* **CHECK YOUR UNDERSTANDING**
a - Answer these questions using the MetaBGC project page, one answer per line, marked the same way:
(i) In what kind of data does MetaBGC detect biosynthetic gene clusters?
(ii) On which local environments do the setup instructions let you run MetaBGC?
(iii) What command obtains the package from PyPI?
b - List every command-line command that appears on the MetaBGC project page.
c - Transcribe the part of the MetaBGC project page from "MetaBGC: Metagenomic identifier" up to and including "metagenomic sequencing data.".
-------- TEXT PASSAGE
Skip to main content

Metagenomic identifier of Biosynthetic Gene Clusters.

Project description

MetaBGC: Metagenomic identifier of Biosynthetic Gene Clusters

DOI

MetaBGC is a read-based algorithm for the detection of biosynthetic gene clusters (BGCs) directly in metagenomic sequencing data.

Publication

See A metagenomic strategy for harnessing the chemical repertoire of the human microbiome for detailed description and for information on citing MetaBGC.

Getting Started

These instructions will get you setup to run MetaBGC on your local Linux or Apple environment.

Bioconda Distribution

Coming soon...

Manual Installation

Prerequisites

To run MetaBGC, please make sure you have the following dependencies installed and in PATH.

Installing the Package

Obtain the package from PyPI:

pip install metabgc

All the internal python dependencies are specified in the setup will be installed. Help on the commandline parameters is provided.

metabgc --help

To install the latest development build from GitHub:

git clone https://github.com/donia-lab/MetaBGC.git
cd MetaBGC/MetaBGC-Development
pip install .
----------------
-------- GIVEN ENTRIES
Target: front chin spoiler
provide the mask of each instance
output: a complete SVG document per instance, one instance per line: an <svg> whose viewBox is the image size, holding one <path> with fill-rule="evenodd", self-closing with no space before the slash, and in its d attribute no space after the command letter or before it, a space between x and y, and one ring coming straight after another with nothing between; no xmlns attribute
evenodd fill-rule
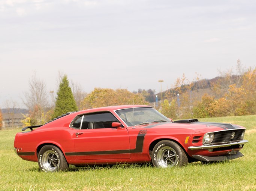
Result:
<svg viewBox="0 0 256 191"><path fill-rule="evenodd" d="M244 156L244 155L238 151L235 154L227 154L226 155L222 156L213 157L196 155L192 155L192 156L199 160L209 162L210 161L225 161L225 160L229 160L242 157Z"/></svg>

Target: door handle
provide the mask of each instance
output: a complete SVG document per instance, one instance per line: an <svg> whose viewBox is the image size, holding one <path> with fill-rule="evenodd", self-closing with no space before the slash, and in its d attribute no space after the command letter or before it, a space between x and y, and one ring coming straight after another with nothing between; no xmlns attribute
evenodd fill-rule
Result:
<svg viewBox="0 0 256 191"><path fill-rule="evenodd" d="M82 135L83 133L76 133L76 136L77 137L78 135Z"/></svg>

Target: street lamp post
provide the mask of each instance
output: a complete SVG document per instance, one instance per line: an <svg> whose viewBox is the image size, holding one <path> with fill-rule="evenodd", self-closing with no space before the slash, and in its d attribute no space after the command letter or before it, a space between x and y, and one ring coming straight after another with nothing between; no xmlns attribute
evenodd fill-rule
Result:
<svg viewBox="0 0 256 191"><path fill-rule="evenodd" d="M162 82L163 82L163 80L159 79L158 82L160 82L161 84L161 99L162 102L163 102L163 92L162 92Z"/></svg>

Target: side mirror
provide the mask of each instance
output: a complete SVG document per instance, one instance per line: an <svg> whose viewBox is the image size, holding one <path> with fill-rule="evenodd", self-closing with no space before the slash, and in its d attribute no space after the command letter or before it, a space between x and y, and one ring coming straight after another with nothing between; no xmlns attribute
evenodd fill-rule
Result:
<svg viewBox="0 0 256 191"><path fill-rule="evenodd" d="M122 124L118 122L113 122L112 124L112 127L117 127L118 128L121 128L121 125Z"/></svg>

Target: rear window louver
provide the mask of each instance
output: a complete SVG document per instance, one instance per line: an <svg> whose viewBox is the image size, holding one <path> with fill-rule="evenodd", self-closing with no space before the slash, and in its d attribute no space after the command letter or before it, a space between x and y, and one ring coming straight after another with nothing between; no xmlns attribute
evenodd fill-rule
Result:
<svg viewBox="0 0 256 191"><path fill-rule="evenodd" d="M199 121L197 119L183 119L174 121L174 123L196 123Z"/></svg>

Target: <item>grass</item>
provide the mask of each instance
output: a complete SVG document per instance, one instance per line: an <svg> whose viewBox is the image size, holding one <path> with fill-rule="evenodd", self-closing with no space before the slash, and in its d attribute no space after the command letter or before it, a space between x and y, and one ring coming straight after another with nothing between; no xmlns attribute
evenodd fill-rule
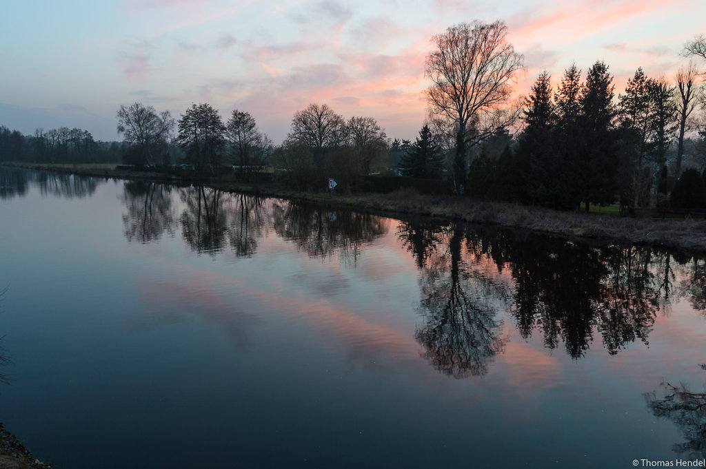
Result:
<svg viewBox="0 0 706 469"><path fill-rule="evenodd" d="M111 169L111 165L25 164L31 169L52 169L125 179L172 181L169 175L136 173ZM186 181L188 182L188 181ZM706 221L703 219L652 219L649 217L619 217L616 206L592 207L591 213L559 212L541 207L456 197L421 195L414 189L403 189L390 194L363 193L344 195L296 191L281 185L254 185L231 181L205 181L213 188L227 191L246 192L265 196L303 200L312 203L367 210L382 215L399 217L407 214L438 219L496 224L571 238L587 238L604 241L618 241L688 252L706 252Z"/></svg>
<svg viewBox="0 0 706 469"><path fill-rule="evenodd" d="M581 210L586 210L586 202L581 202ZM589 210L590 213L598 213L604 215L618 215L620 216L620 206L618 205L606 205L605 207L601 207L600 205L591 205Z"/></svg>

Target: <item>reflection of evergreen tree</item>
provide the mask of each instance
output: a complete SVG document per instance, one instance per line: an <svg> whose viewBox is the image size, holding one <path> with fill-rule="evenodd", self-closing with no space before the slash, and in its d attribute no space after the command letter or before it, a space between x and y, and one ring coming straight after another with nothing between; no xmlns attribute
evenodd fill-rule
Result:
----------------
* **PER-TASK ANSWERS**
a -
(i) Directly in metagenomic sequencing data.
(ii) Linux or Apple.
(iii) pip install metabgc

b -
pip install metabgc
metabgc --help
git clone https://github.com/donia-lab/MetaBGC.git
cd MetaBGC/MetaBGC-Development
pip install .

c -
MetaBGC: Metagenomic identifier of Biosynthetic Gene Clusters

DOI

MetaBGC is a read-based algorithm for the detection of biosynthetic gene clusters (BGCs) directly in metagenomic sequencing data.